____ RECORD EXTRACTS
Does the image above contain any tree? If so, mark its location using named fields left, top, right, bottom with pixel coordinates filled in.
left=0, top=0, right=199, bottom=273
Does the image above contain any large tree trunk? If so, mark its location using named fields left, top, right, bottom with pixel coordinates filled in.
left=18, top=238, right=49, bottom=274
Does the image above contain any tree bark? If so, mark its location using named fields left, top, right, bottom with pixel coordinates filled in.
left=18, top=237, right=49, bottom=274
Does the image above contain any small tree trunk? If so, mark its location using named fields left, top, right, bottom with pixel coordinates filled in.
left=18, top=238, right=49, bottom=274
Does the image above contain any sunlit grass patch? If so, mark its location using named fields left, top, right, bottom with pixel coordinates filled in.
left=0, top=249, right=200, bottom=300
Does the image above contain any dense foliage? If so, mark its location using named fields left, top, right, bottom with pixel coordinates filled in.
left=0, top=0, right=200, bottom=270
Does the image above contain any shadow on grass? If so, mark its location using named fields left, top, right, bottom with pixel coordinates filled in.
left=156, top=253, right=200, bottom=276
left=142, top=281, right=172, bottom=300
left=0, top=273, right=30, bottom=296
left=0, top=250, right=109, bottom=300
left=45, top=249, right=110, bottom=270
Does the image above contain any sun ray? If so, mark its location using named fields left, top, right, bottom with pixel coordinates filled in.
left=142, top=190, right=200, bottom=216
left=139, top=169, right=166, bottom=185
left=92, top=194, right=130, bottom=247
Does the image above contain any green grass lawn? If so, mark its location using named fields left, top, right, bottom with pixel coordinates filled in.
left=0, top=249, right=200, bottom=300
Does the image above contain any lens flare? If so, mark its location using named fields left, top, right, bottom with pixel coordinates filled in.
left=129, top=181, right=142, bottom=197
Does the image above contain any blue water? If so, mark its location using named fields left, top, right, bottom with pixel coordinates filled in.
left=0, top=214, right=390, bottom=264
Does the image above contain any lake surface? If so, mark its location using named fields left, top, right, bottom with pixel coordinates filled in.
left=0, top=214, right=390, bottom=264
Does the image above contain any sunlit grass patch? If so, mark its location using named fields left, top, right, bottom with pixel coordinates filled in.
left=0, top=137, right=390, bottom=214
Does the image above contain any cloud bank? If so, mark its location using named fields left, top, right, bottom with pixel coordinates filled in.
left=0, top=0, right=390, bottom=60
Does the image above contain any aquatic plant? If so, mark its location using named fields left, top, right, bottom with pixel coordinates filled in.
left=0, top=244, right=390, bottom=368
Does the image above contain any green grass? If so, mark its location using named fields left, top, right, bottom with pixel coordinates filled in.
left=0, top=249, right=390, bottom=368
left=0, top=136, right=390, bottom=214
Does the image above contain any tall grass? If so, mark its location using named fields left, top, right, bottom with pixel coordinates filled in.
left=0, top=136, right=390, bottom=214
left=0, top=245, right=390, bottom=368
________
CHALLENGE: Extract from the records above, word for word, the lines from the line with "Does the image above contain any tree bark?" to the line with "left=0, top=0, right=200, bottom=270", including both of those lines.

EXERCISE OUTPUT:
Does the image above contain any tree bark? If so, mark its location using named fields left, top, right, bottom with pixel coordinates filled in.
left=18, top=237, right=49, bottom=274
Does the image above contain any small tree trunk? If so, mark its location using named fields left, top, right, bottom with pixel coordinates filled in.
left=18, top=238, right=49, bottom=274
Does the image above contain any sunlit grass patch? If so, mark its location using named fields left, top, right, bottom with pixel coordinates filled in.
left=0, top=249, right=200, bottom=300
Does the image above contain any dense foliage? If so, mark its location using named fields left, top, right, bottom with pixel coordinates filled in.
left=0, top=0, right=200, bottom=270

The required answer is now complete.